**The input**.
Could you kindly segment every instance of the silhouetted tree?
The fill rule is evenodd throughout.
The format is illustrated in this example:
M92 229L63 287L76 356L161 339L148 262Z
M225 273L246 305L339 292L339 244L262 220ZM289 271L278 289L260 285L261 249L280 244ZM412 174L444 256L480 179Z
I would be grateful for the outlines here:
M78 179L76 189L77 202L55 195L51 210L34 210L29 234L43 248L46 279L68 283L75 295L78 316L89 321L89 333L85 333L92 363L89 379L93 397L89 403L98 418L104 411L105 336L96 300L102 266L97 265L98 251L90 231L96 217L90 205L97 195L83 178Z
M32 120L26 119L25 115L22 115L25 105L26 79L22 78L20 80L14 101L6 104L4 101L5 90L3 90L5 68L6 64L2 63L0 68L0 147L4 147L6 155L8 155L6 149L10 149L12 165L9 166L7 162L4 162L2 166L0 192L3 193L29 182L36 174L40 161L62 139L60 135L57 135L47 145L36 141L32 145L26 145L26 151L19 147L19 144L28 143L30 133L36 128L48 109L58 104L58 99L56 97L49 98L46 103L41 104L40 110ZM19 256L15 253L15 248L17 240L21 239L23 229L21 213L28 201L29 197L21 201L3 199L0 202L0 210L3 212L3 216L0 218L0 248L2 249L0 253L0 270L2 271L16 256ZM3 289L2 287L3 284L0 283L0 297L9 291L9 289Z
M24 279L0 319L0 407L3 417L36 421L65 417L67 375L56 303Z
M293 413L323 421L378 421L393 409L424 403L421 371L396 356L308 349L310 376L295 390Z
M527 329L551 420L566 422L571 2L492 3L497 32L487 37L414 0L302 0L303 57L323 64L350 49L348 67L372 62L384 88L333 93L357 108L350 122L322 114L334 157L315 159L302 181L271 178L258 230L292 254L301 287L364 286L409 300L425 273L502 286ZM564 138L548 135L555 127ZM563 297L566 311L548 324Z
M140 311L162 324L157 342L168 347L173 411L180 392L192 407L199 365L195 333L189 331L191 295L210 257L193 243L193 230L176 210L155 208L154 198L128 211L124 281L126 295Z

**Work to do**.
Rewrite all of the records above, replacing "silhouetted tree" with "dark tree" and leaving everything else unchanged.

**Written answer**.
Could you kindly segment every instance of the dark tree?
The fill rule is evenodd throughout.
The format is illustrated in this example:
M92 229L63 287L76 356L161 339L148 262Z
M225 273L246 305L339 292L339 244L262 220ZM289 271L278 289L260 285L261 249L280 244ZM412 174L444 256L480 179Z
I would be grateful for the outlines here:
M78 179L76 189L77 202L55 195L51 210L34 210L29 234L43 248L46 279L68 283L75 295L78 316L89 321L89 333L85 333L92 363L89 379L93 397L89 403L98 418L104 411L105 336L96 300L102 266L97 265L98 251L90 231L96 217L90 205L97 195L83 178Z
M32 120L26 119L25 115L22 115L25 105L26 79L22 78L20 80L14 101L6 104L4 101L5 90L3 90L5 68L6 64L2 63L0 68L0 147L4 147L6 155L8 155L6 149L10 149L12 165L9 166L7 162L4 162L2 166L0 192L3 193L29 182L36 174L40 161L62 139L60 135L57 135L47 145L36 141L32 145L26 145L26 151L19 147L19 144L28 143L30 133L36 128L48 109L58 104L58 99L56 97L49 98L46 103L41 104L40 110ZM19 256L15 253L15 248L17 240L21 239L23 229L21 213L28 201L29 197L21 201L3 199L0 202L0 210L3 212L3 216L0 218L0 248L2 249L0 253L0 270L2 271L16 256ZM3 289L2 287L3 284L0 283L0 297L9 291L9 289Z
M24 279L0 319L0 407L3 417L36 421L65 417L67 375L56 303Z
M293 413L323 421L378 421L393 409L424 403L421 371L396 356L308 349L310 376L295 390Z
M527 329L551 420L566 422L571 2L492 3L497 32L487 37L414 0L302 0L303 57L323 64L350 49L348 67L372 62L384 88L333 93L357 108L350 122L322 114L334 157L315 159L302 181L271 178L258 230L292 254L301 287L364 286L409 300L425 273L502 286ZM564 138L548 135L555 127ZM563 297L566 311L548 324Z
M140 311L162 324L157 342L168 347L173 411L180 392L192 407L199 365L195 333L189 331L191 295L210 257L193 243L193 230L176 210L155 208L154 198L128 211L124 281L126 295Z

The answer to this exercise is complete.